**Study text:**

# # # #

What to do when something unexpected happens?

The unexpected happens…, you did not respect the procedures, your product is not conform, you have a contamination, you deviate from a protocol… What to do and how to do it ?

These unforeseen events must be treated in 11 steps:

1. Description / Declaration of the event (QQOQCCP): describe the event in a precise and factual way in order to differentiate between a deviation and an incident.

2. Description of the deviation: describe precisely the deviation in relation to the procedure or reference system concerned and if possible illustrate with photos.

3. Immediate actions: Describe the actions taken to stop the propagation of the event and to control all the products/materials potentially concerned (e.g. blocking the product, segregation)

4. Risk Assessment / Deviation Classification (Minor, Major, Critical) :

Severity:

○ Patient Risk : Specifically describe the risk to the patient ( incomplete dose, loss of product sterility, product not usable by the patient…………).

○ Regulatory risk: Country of destination not registered, parameter not in compliance with registration file, unauthorized operation…..

○ Market impact: accurately describe the risk of disruption.

○ Brand Image: Risk of customer complaints.

Occurrence:

○ State the occurrence of deviation and the proportion of defects.

○ Make this assessment using a risk assessment grid (ICH Q9).

# # # #

**Input data:**
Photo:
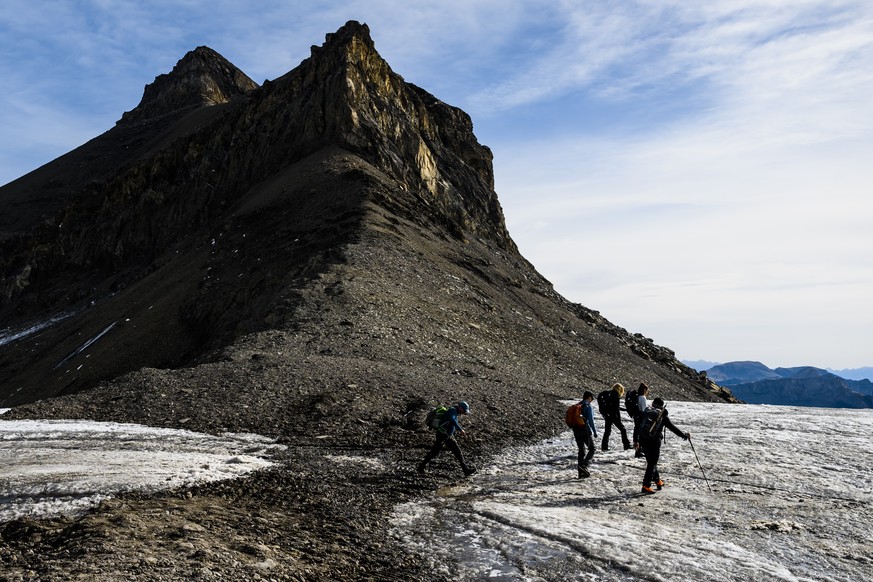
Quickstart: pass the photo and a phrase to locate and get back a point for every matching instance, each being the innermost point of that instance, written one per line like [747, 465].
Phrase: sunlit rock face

# # # #

**To do:**
A - Using the text on handling unexpected events, answer these:
(i) In how many steps must these unforeseen events be treated?
(ii) Into which three classes can a deviation be sorted?
(iii) What tool should be used to assess occurrence?
B - From the text on handling unexpected events, write out the passage starting with "3. Immediate actions: Describe" and going on through "by the patient…………).".

**Solutions to the exercise:**
A -
(i) 11 steps
(ii) Minor, Major, Critical
(iii) A risk assessment grid (ICH Q9)

B -
3. Immediate actions: Describe the actions taken to stop the propagation of the event and to control all the products/materials potentially concerned (e.g. blocking the product, segregation)

4. Risk Assessment / Deviation Classification (Minor, Major, Critical) :

Severity:

○ Patient Risk : Specifically describe the risk to the patient ( incomplete dose, loss of product sterility, product not usable by the patient…………).